[Opening EXCERPTED PASSAGE section]

The Cowra Japanese War Cemetery database was constructed using publicly available records, mainly from Australian public institutions such as the National Archives of Australia (NAA) and the Australian War Memorial (AWM). When other sources are cited, their references are mentioned in the extra information section of each individual record.
The database records are mostly sourced from the MP1103/1 series (“Registers containing ‘Service and Casualty’ forms [Form A112] of enemy prisoners of war and internees held in camps in Australia”) and the MP1103/2 series (“Dossiers containing reports on internees and prisoners of war held in Australian camps”); both series are held by the NAA. MP1103/1 files provide information on identities of internees and POWs as well as their movements during their incarceration, including their hospitalisations and causes of death. MP1103/2 files are dossiers which were generated when internees and POWs came under the control of Australian authorities. The dossiers contain information on their identities, family background, health conditions and personal possessions. All the files of MP1103/1 and MP1103/2 series are digitised and available through the NAA website.

[Closing EXCERPTED PASSAGE section]

APPLY WHAT YOU READ:
1 - According to the Cowra database description, where can the files of the MP1103/1 and MP1103/2 series be accessed?
2 - Please write the next part of the Cowra database description, picking up after its final sentence.

[Opening LISTED ENTRIES section]

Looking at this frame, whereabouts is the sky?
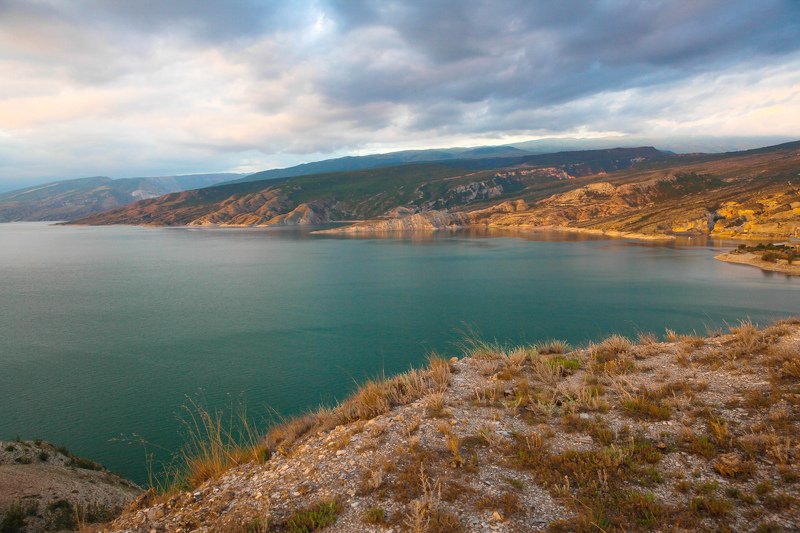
[0,0,800,189]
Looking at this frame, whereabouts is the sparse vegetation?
[106,321,800,532]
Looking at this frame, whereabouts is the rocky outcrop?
[0,441,142,532]
[106,319,800,533]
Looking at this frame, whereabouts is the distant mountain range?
[0,173,241,222]
[0,137,796,224]
[74,142,800,239]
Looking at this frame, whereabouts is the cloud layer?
[0,0,800,185]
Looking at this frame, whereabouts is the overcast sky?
[0,0,800,188]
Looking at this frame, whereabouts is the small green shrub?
[286,500,341,533]
[364,507,386,526]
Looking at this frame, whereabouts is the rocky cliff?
[106,320,800,532]
[0,440,142,533]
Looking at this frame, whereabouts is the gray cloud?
[0,0,800,187]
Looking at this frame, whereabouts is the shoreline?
[714,252,800,276]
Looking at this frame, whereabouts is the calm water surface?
[0,223,800,482]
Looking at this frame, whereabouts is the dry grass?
[174,400,269,493]
[425,392,445,417]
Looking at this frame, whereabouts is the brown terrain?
[0,441,142,533]
[102,320,800,532]
[74,143,800,240]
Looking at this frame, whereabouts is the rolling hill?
[70,148,668,226]
[67,142,800,239]
[0,174,238,222]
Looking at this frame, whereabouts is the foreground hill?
[107,320,800,532]
[70,142,800,239]
[0,174,238,222]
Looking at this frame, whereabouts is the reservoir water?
[0,223,800,482]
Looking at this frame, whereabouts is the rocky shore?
[104,320,800,533]
[0,440,142,533]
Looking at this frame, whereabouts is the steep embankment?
[0,441,142,533]
[109,320,800,532]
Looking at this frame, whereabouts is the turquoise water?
[0,223,800,482]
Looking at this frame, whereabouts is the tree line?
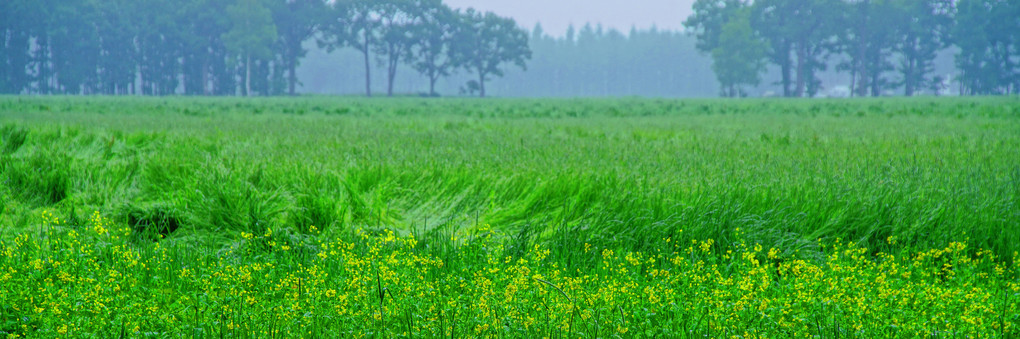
[0,0,531,96]
[683,0,1020,97]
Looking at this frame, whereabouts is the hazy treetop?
[444,0,694,36]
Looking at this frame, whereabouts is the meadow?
[0,97,1020,338]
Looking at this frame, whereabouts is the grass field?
[0,97,1020,338]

[Closing LISTED ENTRIES section]

RESPONSES TO THE TASKS:
1 - They are digitized and available through the NAA website.

2 -
Digitised NAA records can be viewed by visiting the NAA website and going through the following steps:
- Click SEARCH THE COLLECTION.
- Click Record Search.
- Choose the Name Search tab.
- Insert family name and given names of the person and select “Security and Intelligence records” for the category of records.
- Click Search and a list is displayed.
- Select the records which contain relevant information.
- Click digitised item icons to view images of the documents.
Some prisoner of war records in the database have summaries of Allied Translator and Interpreter Section (ATIS) interrogation reports attached. ATIS was formed in September 1942 by a directive from the General Headquarters South-West Pacific Area. ATIS provided intelligence support to the Allied countries, such as administration of captured documents, translation and dissemination of intelligence material, and the examination and transfer of prisoners of war. After arriving in Australia, Japanese POWs were sent to Gaythorne Camp in Brisbane to be interrogated by ATIS officers. Their interrogation reports have been matched with either names or identification numbers of those who are buried in Cowra. The ATIS publications are in the AWM55 Series at the Australian War Memorial in print form. The summaries were produced by the Australia-Japan Research Project in 2009.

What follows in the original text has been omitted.